- _What you are asked to do_
Write only the number of lines in the data that include the word "exact".

- _Record extracts_
=== Begin Enclosure ===

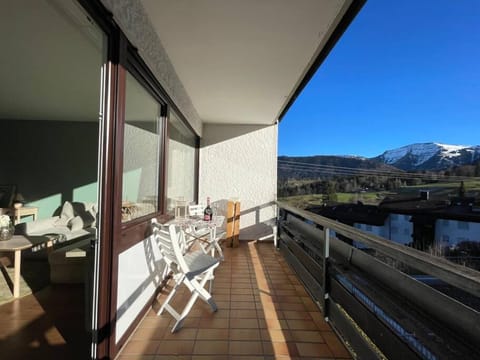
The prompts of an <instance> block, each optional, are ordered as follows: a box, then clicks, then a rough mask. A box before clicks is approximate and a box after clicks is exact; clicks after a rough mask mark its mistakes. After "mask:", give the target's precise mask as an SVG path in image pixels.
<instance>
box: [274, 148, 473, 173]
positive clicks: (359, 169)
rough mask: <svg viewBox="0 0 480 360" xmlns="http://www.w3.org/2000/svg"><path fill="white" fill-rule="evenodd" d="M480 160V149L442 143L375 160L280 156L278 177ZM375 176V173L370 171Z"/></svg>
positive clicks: (407, 170)
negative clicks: (372, 172) (443, 143)
mask: <svg viewBox="0 0 480 360" xmlns="http://www.w3.org/2000/svg"><path fill="white" fill-rule="evenodd" d="M479 160H480V146H479V145H476V146H463V145H446V144H439V143H433V142H432V143H422V144H411V145H407V146H403V147H400V148H397V149H393V150H387V151H385V152H384V153H382V154H381V155H379V156H376V157H373V158H363V157H356V156H332V155H316V156H300V157H299V156H279V157H278V178H279V179H280V180H286V179H318V178H325V177H331V176H335V175H339V176H348V175H352V174H356V175H361V170H362V169H364V170H374V172H373V173H375V172H378V174H379V175H380V174H382V173H383V174H385V173H392V172H403V171H409V172H412V171H433V172H436V171H440V170H447V169H451V168H454V167H461V166H468V165H474V164H475V163H476V162H478V161H479ZM370 173H372V172H370Z"/></svg>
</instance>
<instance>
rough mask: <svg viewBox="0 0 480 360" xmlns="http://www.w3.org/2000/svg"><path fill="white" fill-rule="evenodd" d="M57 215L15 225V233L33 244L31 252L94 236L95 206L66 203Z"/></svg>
mask: <svg viewBox="0 0 480 360" xmlns="http://www.w3.org/2000/svg"><path fill="white" fill-rule="evenodd" d="M57 213H58V215H55V216H52V217H49V218H45V219H39V220H35V221H31V222H27V223H21V224H17V225H16V226H15V233H16V234H21V235H24V236H26V237H27V238H28V239H29V240H30V241H31V242H32V243H33V247H32V252H38V251H40V250H42V249H44V248H46V247H50V246H52V245H53V247H55V248H56V247H58V246H62V245H60V244H62V243H65V242H72V241H74V240H76V239H82V238H90V237H91V236H92V235H95V232H96V228H95V226H96V218H97V205H96V204H94V203H83V202H69V201H66V202H65V203H64V204H63V205H62V207H60V208H59V209H58V210H57V211H56V212H55V214H57Z"/></svg>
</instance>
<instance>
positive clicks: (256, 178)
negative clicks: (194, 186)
mask: <svg viewBox="0 0 480 360" xmlns="http://www.w3.org/2000/svg"><path fill="white" fill-rule="evenodd" d="M277 134H278V126H277V125H271V126H250V125H215V124H205V125H204V127H203V138H202V139H201V144H200V168H199V174H200V176H199V200H200V201H201V202H204V201H205V199H206V198H207V196H209V197H210V198H211V200H212V201H213V202H216V201H221V200H228V199H230V198H238V200H239V201H240V204H241V205H240V206H241V218H240V238H241V239H258V238H260V237H262V236H265V235H267V233H268V232H270V233H271V232H272V229H271V228H270V227H266V226H264V225H263V223H264V222H265V221H268V220H271V219H273V218H274V217H275V214H276V207H275V205H274V204H273V202H274V201H275V200H276V196H277Z"/></svg>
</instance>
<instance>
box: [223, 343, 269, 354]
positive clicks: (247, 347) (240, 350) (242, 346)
mask: <svg viewBox="0 0 480 360" xmlns="http://www.w3.org/2000/svg"><path fill="white" fill-rule="evenodd" d="M229 353H230V355H248V356H250V355H262V354H263V346H262V342H261V341H230V343H229Z"/></svg>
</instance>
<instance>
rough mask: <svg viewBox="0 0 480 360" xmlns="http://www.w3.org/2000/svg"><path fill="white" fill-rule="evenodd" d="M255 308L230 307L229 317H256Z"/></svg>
mask: <svg viewBox="0 0 480 360" xmlns="http://www.w3.org/2000/svg"><path fill="white" fill-rule="evenodd" d="M257 317H258V316H257V310H251V309H232V310H230V318H231V319H237V318H240V319H256V318H257Z"/></svg>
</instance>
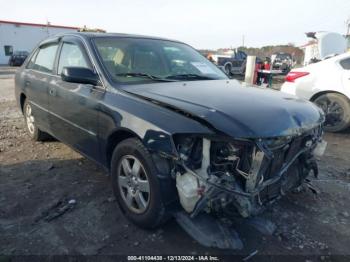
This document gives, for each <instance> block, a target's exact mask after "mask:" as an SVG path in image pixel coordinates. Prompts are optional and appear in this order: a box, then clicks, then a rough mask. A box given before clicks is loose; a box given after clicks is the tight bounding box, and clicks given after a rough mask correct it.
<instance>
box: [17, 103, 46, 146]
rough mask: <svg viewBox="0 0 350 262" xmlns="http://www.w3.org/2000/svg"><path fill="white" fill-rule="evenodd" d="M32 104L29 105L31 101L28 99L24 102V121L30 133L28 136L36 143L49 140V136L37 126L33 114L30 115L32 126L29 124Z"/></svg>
mask: <svg viewBox="0 0 350 262" xmlns="http://www.w3.org/2000/svg"><path fill="white" fill-rule="evenodd" d="M31 107H32V106H31V104H30V103H29V101H28V100H27V99H26V100H25V101H24V104H23V115H24V121H25V124H26V128H27V131H28V134H29V136H30V138H31V139H32V140H34V141H45V140H47V139H48V138H49V135H48V134H47V133H45V132H43V131H41V130H40V129H39V128H38V127H37V126H36V124H35V116H34V115H32V113H30V115H31V117H32V119H33V120H32V123H31V124H32V125H30V124H29V122H28V118H29V116H28V114H29V112H28V111H29V110H30V111H31Z"/></svg>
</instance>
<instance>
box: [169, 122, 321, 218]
mask: <svg viewBox="0 0 350 262" xmlns="http://www.w3.org/2000/svg"><path fill="white" fill-rule="evenodd" d="M321 137H322V128H321V127H317V128H314V129H311V130H309V131H306V132H304V133H302V134H300V135H298V136H286V137H278V138H271V139H252V140H249V139H240V140H232V139H228V138H217V137H214V138H213V137H198V136H189V135H188V136H184V135H179V136H176V137H174V142H175V145H176V148H177V151H178V154H179V159H178V161H177V163H176V166H175V172H174V174H175V176H176V187H177V190H178V195H179V199H180V203H181V205H182V207H183V208H184V210H185V211H186V212H187V213H188V214H189V215H190V216H191V217H192V218H194V217H195V216H197V215H198V214H199V213H201V212H206V213H213V212H214V213H219V212H221V213H222V212H223V213H230V214H234V215H235V214H237V215H239V216H240V217H244V218H247V217H250V216H254V215H256V214H258V213H260V212H261V211H263V210H264V207H266V206H267V204H269V203H271V202H273V201H275V200H276V199H278V198H279V197H280V196H282V195H284V194H286V193H287V192H288V191H291V190H292V189H294V188H297V187H299V186H300V185H302V184H303V183H304V181H305V178H306V177H307V176H308V175H309V174H310V173H311V172H313V174H314V175H315V176H316V177H317V174H318V169H317V163H316V160H315V156H317V155H322V154H323V152H324V150H325V147H326V142H325V141H323V140H322V138H321Z"/></svg>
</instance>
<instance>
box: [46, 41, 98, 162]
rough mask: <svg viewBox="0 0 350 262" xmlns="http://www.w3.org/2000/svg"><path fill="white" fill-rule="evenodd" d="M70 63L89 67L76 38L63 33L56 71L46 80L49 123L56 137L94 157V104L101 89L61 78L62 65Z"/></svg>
mask: <svg viewBox="0 0 350 262" xmlns="http://www.w3.org/2000/svg"><path fill="white" fill-rule="evenodd" d="M72 66H76V67H86V68H90V69H93V66H92V63H91V60H90V58H89V56H88V54H87V52H86V49H85V47H84V45H83V44H82V43H81V42H80V40H79V39H77V38H75V37H65V38H64V39H63V40H62V42H61V45H60V50H59V55H58V59H57V63H56V75H55V77H54V78H53V79H52V80H51V82H50V84H49V108H50V115H49V118H50V127H51V129H52V130H53V133H54V134H55V136H56V137H57V138H58V139H59V140H61V141H63V142H65V143H67V144H70V145H71V146H73V147H74V148H76V149H77V150H78V151H80V152H81V153H83V154H85V155H87V156H89V157H91V158H93V159H96V160H98V159H99V158H100V153H99V145H98V104H99V101H100V100H101V99H102V97H103V95H104V89H103V88H101V87H95V86H92V85H89V84H80V83H70V82H65V81H63V80H62V78H61V72H62V69H63V68H64V67H72Z"/></svg>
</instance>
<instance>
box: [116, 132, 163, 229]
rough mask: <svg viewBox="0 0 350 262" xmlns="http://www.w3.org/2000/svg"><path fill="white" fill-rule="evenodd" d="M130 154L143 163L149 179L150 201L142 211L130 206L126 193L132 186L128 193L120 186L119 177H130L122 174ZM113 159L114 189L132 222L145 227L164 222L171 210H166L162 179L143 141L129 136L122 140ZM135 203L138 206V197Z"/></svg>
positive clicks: (135, 199) (124, 210)
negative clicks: (157, 171) (162, 190)
mask: <svg viewBox="0 0 350 262" xmlns="http://www.w3.org/2000/svg"><path fill="white" fill-rule="evenodd" d="M130 156H132V157H134V158H136V159H137V160H138V161H139V162H140V163H141V165H142V167H143V169H144V171H145V174H146V177H147V179H148V181H149V195H148V197H149V198H148V203H147V206H146V208H145V210H144V211H142V212H139V211H137V212H136V211H135V210H132V207H128V204H127V200H125V199H126V196H125V194H129V191H128V190H129V189H130V187H129V189H127V191H128V193H126V192H125V188H121V187H120V186H119V181H120V180H119V177H120V176H122V177H128V176H123V175H122V172H124V169H123V171H122V161H123V160H125V158H127V157H130ZM111 161H112V162H111V179H112V186H113V191H114V194H115V197H116V199H117V201H118V204H119V207H120V209H121V210H122V212H123V213H124V215H125V216H126V217H127V218H128V219H129V220H130V221H131V222H133V223H134V224H136V225H138V226H140V227H143V228H155V227H157V226H159V225H161V224H162V223H164V222H165V221H166V220H167V218H168V217H169V212H166V208H165V204H164V202H163V201H164V199H165V198H163V196H162V191H161V188H160V180H159V179H158V177H157V169H156V166H155V165H154V163H153V160H152V157H151V155H150V153H149V152H148V150H147V149H146V148H145V147H144V146H143V144H142V143H141V141H139V140H138V139H136V138H129V139H126V140H124V141H122V142H121V143H120V144H118V145H117V147H116V148H115V150H114V152H113V156H112V160H111ZM132 168H133V167H132ZM130 192H131V191H130ZM146 196H147V193H146ZM133 204H135V206H136V197H135V201H134V202H133Z"/></svg>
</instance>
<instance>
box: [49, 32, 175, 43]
mask: <svg viewBox="0 0 350 262" xmlns="http://www.w3.org/2000/svg"><path fill="white" fill-rule="evenodd" d="M65 35H75V36H79V37H84V38H99V37H128V38H143V39H155V40H166V41H173V42H180V43H181V41H178V40H173V39H167V38H162V37H156V36H145V35H136V34H124V33H95V32H69V33H62V34H58V35H56V36H55V37H62V36H65Z"/></svg>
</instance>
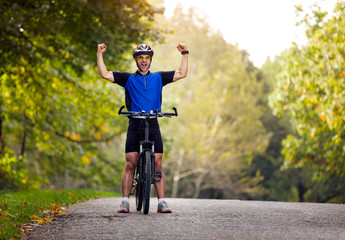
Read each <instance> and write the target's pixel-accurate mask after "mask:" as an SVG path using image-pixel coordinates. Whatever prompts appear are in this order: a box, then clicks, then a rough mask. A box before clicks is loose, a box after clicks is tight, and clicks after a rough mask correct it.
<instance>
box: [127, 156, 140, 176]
mask: <svg viewBox="0 0 345 240" xmlns="http://www.w3.org/2000/svg"><path fill="white" fill-rule="evenodd" d="M138 155H139V154H138V153H137V152H130V153H126V165H125V171H130V172H132V171H134V169H135V167H136V166H137V162H138Z"/></svg>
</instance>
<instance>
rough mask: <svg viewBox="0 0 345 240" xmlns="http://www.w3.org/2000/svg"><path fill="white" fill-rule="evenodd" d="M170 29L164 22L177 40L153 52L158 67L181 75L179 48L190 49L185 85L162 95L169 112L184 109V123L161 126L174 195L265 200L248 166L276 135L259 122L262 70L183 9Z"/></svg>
mask: <svg viewBox="0 0 345 240" xmlns="http://www.w3.org/2000/svg"><path fill="white" fill-rule="evenodd" d="M164 24H165V22H164V21H160V26H162V25H163V26H165V27H169V28H168V29H171V31H172V32H173V33H174V34H171V35H167V36H166V44H163V45H160V46H156V47H155V51H156V53H155V58H154V60H153V65H152V68H154V69H159V70H162V69H166V70H170V69H172V68H175V69H177V68H178V67H179V63H180V56H179V53H178V52H177V50H176V43H178V42H186V44H187V46H188V50H189V51H190V55H189V72H188V76H187V78H186V79H183V80H181V81H179V82H177V83H174V84H170V85H168V86H167V87H165V89H164V105H165V107H164V108H165V109H167V108H168V107H169V108H170V106H172V105H175V106H177V108H178V110H179V117H178V118H176V119H169V120H167V121H169V123H168V124H166V125H162V132H163V135H166V136H169V137H170V138H171V142H170V143H171V146H170V148H171V152H170V153H169V159H167V160H166V163H165V171H166V173H167V174H166V175H167V180H168V182H169V184H168V185H167V191H168V194H171V195H172V196H174V197H176V196H179V197H205V198H208V197H210V198H216V197H221V198H242V199H245V198H249V197H251V196H254V195H256V194H259V192H260V190H259V189H258V188H257V183H258V182H259V181H260V179H261V176H260V175H259V174H258V175H254V176H251V175H250V169H251V168H250V165H251V164H252V159H253V156H255V155H256V154H257V153H262V152H263V151H264V150H265V148H266V146H267V144H268V139H269V136H270V134H268V133H267V132H266V131H265V129H264V128H263V125H262V123H261V121H260V118H261V117H262V111H263V108H262V106H259V104H258V101H259V98H260V96H261V94H262V90H263V84H262V83H261V82H260V81H258V80H257V79H256V74H257V71H258V70H257V69H255V68H254V67H253V65H252V63H251V62H250V61H249V60H248V54H247V53H246V52H245V51H241V50H239V49H238V48H237V47H236V46H233V45H231V44H228V43H226V42H225V40H224V39H223V37H222V36H221V35H220V34H219V33H216V32H213V31H212V29H210V27H209V25H208V24H207V22H206V20H205V19H203V18H201V17H199V15H198V14H197V13H196V12H194V11H193V10H190V12H189V13H188V14H184V13H183V12H182V9H177V10H176V11H175V15H174V17H173V18H172V19H169V25H168V24H166V25H164ZM166 56H170V57H166ZM175 59H176V60H175ZM167 121H164V122H163V123H167ZM171 186H172V187H171Z"/></svg>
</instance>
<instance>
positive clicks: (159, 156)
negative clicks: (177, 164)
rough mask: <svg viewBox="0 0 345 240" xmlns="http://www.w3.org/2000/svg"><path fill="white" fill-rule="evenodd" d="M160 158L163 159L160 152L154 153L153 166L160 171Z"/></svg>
mask: <svg viewBox="0 0 345 240" xmlns="http://www.w3.org/2000/svg"><path fill="white" fill-rule="evenodd" d="M162 159H163V154H162V153H156V154H155V168H156V170H160V171H162V170H163V166H162Z"/></svg>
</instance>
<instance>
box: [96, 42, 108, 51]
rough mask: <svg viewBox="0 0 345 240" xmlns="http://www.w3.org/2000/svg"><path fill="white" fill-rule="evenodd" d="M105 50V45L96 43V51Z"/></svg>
mask: <svg viewBox="0 0 345 240" xmlns="http://www.w3.org/2000/svg"><path fill="white" fill-rule="evenodd" d="M106 50H107V46H106V45H105V44H104V43H102V44H98V47H97V53H104V52H105V51H106Z"/></svg>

=== End Enclosure ===

- _Written response_
2